# Rick Warren's Message at the 2010 Desiring God National Conference



## ACBRown (Oct 5, 2010)

So I don't know if you've had a chance to listen to Rick Warren's message yet, but I must say that I was a little surprised. It was solid. This of course doesn't mean that I'm always thrilled with his philosophy of ministry, but, like I said, it was a good message.

Check it out, if you're curious. And what did you think of it?

Link

P.S. The image at the top of my website is not a picture of Jesus. It is John the Baptist. I just wanted to clarify


----------



## he beholds (Oct 5, 2010)

What a cool blog. I put it on my dashboard and hope to come back to it when I've got time to listen to something. Thanks for the links and the reviews.


----------



## jayce475 (Oct 5, 2010)

ACBRown said:


> The image at the top of my website is not a picture of Jesus. It is John the Baptist. I just wanted to clarify



Oh I see, so that's what John the baptist looked like!


----------



## Semper Fidelis (Oct 5, 2010)

ACBRown said:


> what did you think of it?



I didn't think it was "solid" at all. His use of Scripture to propose a kind of "God will bless you if you work hard at developing your mind and having an appropriate amount of imagination..." reminded me of the theology of Job's friends. There's Truth intermingled with serious error about the proper interpretation of several of the passages he cited.

__Given instruction A__. In the forum thread about Rick Warren's conference message, take everything from "Check it out, if" down to "beholds (Oct 5, 2010)" and substitute "blog" for "website".
__Given instruction B__. Continue the forum thread about Rick Warren's conference message from the point at which its last post stops.
The items have no connection to the forum thread about Rick Warren's conference message.

__Excerpted data__.
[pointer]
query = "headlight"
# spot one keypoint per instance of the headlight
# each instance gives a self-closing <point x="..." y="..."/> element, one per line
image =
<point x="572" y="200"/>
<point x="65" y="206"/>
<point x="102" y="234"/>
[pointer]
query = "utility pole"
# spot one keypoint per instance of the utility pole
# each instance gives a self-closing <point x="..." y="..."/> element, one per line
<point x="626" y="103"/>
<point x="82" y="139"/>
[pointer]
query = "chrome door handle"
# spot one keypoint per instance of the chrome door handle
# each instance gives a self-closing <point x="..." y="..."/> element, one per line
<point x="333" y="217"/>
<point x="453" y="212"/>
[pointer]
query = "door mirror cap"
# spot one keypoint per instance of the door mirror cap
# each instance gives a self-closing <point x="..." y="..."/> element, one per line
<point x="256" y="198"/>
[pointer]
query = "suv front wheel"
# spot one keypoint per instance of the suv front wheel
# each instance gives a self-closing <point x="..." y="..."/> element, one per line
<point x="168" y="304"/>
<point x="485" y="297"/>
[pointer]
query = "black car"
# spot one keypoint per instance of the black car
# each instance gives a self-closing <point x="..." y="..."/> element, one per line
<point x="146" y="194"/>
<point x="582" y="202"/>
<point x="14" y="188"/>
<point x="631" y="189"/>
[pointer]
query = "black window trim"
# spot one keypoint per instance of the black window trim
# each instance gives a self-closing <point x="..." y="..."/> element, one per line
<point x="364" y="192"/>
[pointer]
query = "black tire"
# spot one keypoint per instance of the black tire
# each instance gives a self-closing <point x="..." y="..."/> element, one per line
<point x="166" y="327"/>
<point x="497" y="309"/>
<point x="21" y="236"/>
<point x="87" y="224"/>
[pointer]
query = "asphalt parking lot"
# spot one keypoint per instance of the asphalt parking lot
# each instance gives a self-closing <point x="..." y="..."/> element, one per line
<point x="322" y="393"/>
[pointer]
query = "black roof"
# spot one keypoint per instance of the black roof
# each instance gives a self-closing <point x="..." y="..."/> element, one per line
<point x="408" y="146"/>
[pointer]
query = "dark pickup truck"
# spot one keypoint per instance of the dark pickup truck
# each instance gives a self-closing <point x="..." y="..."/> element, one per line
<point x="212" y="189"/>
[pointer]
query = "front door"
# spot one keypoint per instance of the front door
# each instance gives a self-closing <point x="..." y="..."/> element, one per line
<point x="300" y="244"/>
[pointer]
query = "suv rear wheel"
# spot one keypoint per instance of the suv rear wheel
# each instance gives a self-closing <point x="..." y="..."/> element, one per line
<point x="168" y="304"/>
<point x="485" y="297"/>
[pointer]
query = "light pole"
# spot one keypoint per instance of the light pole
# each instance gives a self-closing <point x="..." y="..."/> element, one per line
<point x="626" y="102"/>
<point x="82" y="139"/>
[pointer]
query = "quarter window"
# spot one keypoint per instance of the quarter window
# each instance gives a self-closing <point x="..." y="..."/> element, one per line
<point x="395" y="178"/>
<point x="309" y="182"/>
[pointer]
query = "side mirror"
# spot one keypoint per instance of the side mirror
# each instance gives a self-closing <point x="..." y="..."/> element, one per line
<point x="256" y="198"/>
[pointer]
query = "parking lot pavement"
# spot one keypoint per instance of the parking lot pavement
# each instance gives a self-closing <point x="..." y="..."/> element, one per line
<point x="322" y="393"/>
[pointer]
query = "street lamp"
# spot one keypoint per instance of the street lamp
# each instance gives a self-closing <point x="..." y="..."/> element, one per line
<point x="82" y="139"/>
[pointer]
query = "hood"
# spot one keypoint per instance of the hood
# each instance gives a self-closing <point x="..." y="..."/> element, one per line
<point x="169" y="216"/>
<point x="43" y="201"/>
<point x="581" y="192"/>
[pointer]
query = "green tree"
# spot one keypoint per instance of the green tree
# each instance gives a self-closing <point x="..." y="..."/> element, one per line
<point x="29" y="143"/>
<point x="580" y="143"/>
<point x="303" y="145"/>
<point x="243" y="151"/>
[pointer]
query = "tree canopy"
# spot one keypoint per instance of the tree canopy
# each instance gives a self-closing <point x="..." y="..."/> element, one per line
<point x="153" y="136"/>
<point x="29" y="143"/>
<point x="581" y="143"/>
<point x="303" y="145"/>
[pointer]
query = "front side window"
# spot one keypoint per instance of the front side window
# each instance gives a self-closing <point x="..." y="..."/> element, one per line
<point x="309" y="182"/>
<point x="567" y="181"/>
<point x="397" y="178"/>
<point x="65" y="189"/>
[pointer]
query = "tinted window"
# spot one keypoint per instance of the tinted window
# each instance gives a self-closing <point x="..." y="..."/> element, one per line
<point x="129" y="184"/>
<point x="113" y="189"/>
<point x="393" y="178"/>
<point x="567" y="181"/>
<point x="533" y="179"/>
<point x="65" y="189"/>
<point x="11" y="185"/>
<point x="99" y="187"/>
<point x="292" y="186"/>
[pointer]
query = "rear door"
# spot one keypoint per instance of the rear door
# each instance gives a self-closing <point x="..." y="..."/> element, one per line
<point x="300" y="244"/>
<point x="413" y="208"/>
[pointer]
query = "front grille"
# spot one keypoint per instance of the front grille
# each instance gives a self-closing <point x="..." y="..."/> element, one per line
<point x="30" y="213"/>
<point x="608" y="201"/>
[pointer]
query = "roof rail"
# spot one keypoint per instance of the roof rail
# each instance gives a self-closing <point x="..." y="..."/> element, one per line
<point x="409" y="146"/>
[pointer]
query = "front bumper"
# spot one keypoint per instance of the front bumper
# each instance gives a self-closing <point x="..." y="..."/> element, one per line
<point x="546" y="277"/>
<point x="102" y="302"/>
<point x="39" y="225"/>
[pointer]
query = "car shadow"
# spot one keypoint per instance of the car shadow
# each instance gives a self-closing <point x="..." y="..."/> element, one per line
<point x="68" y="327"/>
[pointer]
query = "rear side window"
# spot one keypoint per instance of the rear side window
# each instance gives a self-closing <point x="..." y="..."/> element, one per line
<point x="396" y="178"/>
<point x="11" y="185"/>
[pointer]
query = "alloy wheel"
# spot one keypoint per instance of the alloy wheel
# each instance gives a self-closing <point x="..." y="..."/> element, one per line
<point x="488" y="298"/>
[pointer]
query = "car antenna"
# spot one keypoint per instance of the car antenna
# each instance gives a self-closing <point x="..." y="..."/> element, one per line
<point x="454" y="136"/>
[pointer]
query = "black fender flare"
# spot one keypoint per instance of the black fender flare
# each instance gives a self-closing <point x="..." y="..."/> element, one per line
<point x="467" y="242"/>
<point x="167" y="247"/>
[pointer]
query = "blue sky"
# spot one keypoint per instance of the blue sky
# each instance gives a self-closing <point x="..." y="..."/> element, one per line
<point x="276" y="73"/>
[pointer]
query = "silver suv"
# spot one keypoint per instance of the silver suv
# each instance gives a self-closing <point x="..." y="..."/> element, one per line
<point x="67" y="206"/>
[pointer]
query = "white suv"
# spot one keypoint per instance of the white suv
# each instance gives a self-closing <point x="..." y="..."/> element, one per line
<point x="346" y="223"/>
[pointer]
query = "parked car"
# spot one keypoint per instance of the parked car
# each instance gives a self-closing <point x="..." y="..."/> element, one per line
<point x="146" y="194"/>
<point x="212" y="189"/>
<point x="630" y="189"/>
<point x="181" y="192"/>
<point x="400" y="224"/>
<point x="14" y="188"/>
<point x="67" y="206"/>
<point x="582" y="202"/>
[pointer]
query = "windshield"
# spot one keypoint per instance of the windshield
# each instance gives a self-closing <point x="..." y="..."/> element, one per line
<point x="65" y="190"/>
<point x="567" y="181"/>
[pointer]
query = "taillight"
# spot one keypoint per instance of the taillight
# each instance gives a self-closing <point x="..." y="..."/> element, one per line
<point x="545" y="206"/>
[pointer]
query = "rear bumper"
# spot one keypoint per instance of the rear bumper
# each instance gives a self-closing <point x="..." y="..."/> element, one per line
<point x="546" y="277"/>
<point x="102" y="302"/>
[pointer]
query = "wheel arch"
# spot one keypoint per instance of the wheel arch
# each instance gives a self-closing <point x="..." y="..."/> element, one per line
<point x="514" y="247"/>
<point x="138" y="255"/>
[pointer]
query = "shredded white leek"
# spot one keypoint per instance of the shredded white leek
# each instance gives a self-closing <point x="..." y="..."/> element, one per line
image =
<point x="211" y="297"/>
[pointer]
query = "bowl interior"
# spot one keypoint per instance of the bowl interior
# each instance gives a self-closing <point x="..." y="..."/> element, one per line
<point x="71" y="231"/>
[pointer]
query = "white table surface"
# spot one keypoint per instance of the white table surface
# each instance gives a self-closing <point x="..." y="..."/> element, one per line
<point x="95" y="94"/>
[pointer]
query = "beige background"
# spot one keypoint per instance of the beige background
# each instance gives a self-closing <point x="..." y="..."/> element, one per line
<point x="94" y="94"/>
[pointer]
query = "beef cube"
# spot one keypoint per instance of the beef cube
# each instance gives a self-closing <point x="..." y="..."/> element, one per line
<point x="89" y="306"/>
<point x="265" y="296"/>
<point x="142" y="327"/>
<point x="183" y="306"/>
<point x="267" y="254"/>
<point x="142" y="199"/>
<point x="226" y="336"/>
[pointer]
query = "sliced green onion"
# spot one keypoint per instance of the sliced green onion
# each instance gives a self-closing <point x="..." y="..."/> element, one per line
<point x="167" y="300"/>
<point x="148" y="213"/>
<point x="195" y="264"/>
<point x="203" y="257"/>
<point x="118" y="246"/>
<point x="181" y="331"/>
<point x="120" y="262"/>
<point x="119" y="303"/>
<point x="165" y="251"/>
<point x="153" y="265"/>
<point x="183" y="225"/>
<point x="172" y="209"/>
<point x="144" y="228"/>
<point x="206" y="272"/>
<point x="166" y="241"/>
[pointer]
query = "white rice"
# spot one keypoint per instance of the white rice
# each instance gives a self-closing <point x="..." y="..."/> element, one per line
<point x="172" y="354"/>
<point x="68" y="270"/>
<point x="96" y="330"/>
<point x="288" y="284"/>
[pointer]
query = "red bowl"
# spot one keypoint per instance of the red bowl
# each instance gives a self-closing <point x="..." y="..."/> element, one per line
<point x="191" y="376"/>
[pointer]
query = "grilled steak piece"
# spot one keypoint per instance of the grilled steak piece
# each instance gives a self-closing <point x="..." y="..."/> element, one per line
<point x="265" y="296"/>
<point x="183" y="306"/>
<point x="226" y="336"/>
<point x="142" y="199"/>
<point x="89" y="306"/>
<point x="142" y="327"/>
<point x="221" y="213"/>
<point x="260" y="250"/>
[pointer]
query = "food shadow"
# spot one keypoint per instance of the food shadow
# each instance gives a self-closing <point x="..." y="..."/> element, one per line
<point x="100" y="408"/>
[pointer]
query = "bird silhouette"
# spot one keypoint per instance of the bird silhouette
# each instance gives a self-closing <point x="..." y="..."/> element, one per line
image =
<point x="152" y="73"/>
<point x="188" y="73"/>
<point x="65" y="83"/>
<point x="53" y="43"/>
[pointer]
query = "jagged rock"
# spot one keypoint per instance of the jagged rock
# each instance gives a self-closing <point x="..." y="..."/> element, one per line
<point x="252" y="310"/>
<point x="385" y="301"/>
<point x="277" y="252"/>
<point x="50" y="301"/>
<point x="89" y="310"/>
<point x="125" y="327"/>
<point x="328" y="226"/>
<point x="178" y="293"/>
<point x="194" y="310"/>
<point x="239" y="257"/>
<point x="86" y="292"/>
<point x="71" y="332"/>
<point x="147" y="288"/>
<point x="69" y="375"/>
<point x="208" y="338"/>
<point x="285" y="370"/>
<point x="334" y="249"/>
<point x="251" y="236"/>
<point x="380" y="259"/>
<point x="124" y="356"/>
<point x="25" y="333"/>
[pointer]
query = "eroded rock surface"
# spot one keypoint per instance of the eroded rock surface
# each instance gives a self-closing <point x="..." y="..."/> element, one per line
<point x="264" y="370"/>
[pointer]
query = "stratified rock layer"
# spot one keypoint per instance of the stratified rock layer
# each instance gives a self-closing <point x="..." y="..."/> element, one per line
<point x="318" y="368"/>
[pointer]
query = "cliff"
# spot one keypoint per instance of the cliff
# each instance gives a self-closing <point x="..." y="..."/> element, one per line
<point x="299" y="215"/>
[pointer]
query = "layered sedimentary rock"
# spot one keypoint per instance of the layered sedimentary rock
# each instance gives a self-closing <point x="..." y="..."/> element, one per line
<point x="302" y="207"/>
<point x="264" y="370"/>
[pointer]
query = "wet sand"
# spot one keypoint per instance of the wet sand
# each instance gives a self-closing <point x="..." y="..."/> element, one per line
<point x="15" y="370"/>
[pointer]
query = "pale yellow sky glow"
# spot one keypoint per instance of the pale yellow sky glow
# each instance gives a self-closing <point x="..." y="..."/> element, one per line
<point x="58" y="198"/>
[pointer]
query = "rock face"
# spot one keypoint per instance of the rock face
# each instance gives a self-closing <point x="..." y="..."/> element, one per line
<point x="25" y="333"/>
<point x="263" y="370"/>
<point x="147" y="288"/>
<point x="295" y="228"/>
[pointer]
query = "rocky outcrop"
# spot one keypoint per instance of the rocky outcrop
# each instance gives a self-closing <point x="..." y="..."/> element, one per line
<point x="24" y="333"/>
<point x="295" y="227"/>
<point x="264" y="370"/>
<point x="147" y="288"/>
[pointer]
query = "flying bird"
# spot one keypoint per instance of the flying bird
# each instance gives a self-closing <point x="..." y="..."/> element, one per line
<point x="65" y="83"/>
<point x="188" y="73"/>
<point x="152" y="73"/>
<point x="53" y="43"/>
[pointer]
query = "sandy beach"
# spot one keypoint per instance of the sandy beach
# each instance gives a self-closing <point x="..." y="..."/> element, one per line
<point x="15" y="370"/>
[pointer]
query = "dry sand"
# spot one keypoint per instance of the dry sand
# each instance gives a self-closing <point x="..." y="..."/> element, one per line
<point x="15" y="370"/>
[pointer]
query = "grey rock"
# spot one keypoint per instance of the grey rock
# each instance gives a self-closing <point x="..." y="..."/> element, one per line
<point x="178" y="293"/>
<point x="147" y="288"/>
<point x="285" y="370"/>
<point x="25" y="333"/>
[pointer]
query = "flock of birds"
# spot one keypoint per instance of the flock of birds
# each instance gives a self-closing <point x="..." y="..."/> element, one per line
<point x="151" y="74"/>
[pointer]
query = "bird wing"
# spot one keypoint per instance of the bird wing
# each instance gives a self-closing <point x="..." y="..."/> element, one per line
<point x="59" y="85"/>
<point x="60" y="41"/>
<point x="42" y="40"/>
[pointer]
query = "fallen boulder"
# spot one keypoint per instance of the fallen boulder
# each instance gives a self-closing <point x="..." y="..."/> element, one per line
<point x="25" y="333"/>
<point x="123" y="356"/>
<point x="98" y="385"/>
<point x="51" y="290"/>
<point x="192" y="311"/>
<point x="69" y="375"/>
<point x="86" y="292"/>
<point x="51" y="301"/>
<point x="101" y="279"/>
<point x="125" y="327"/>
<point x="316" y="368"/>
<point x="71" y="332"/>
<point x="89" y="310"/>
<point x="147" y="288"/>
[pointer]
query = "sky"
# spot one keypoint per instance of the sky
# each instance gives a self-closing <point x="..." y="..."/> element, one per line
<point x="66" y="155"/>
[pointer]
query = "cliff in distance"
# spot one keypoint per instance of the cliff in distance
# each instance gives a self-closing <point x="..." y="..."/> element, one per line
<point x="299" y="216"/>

__Final result A__.
Check it out, if you're curious. And what did you think of it?

Link

P.S. The image at the top of my blog is not a picture of Jesus. It is John the Baptist. I just wanted to clarify


----------



## he beholds (Oct 5, 2010)

__Final result B__.
He all but states explicitly that the growth of his ministry is due to the fact that they have the Biblical imagination to dream big dreams.


----------



## ACBRown (Oct 5, 2010)

Thanks, Jessica. I hope it serves you well. That's basically why I do it, to provide others with a quick and easy way to sift through all the stuff out there (well, not _ALL _the stuff).

Cheers,

Austin

---------- Post added at 06:05 PM ---------- Previous post was at 05:52 PM ----------

Semper,

I understand what you're saying, but I think if it is given a sympathetic shake, the concerns you raised aren't necessarily problems. Take for example the whole dream big thing. I think it's fairly evident that Warren would attribute growth to God's grace. I don't think he would deny that. Rather he was stressing our need to, well, yes, think big. Take Saddleback's dream of sending missionaries to every nation. That's pretty awesome. Would that have happened had they not sought such an end? I doubt it.

I will say, however, that I grimaced a bit when he talked about not resisting sin, but replacing it (with a righteous thought/focus/desire). There again, I think a charitable "reading" of his point wouldn't elicit the cry, "Heresy!" but then again, it probably isn't the wisest choice of words. 

I don't know, I thought the message was by and large fine, and I was a bit surprised at how much I enjoyed it... but maybe that's because my expectations were very low.


----------



## christiana (Oct 5, 2010)

Even Satan can transform himself into an angel of light, whereby the unwary will fall prey to his words!


----------



## ACBRown (Oct 5, 2010)

Christina, 

That's true, but ouch! Are you saying that Rick Warren is diabolical? Did you listen to the message? What is your take?


----------



## jayce475 (Oct 6, 2010)

Listening to Rick Warren was as painful as listening to this guy named Kong Hee who founded the first megachurch in Singapore. It becomes so evident that these guys know their stuff as I listen to their messages, but yet they choose to put in a bit of poison here and there for whatever reason.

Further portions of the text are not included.